◆ **PROBLEM**
Copy the listing below line for line, with no changes, and omit the pictures.

◆ **RECORDS**
= = = =

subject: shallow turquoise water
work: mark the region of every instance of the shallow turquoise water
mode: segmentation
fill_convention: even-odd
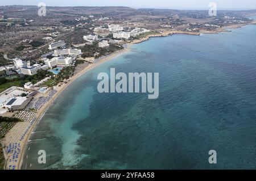
[[[32,134],[44,140],[28,144],[23,167],[255,169],[255,26],[133,45],[55,100],[36,129],[48,132]],[[159,72],[158,99],[98,93],[97,76],[110,68]],[[37,163],[39,150],[46,165]],[[208,163],[210,150],[216,165]]]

= = = =

◆ **EXERCISE ANSWER**
subject: shallow turquoise water
work: mark the region of every instance of the shallow turquoise water
mode: segmentation
fill_convention: even-odd
[[[32,134],[44,140],[28,144],[23,167],[255,169],[255,26],[133,45],[55,100],[36,129],[48,132]],[[159,72],[158,99],[98,93],[97,76],[110,68]],[[37,163],[39,150],[46,165]],[[208,163],[210,150],[216,165]]]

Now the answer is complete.